[Stated goal] Write out each of the following records verbatim, reproducing every line without changes.

[Material for the task]
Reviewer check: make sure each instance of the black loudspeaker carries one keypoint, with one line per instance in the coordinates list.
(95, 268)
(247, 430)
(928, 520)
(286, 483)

[Response]
Reviewer check: make sure each instance of the black loudspeaker carries one keypoint, with one line per instance in the coordinates list.
(95, 268)
(247, 430)
(928, 520)
(286, 483)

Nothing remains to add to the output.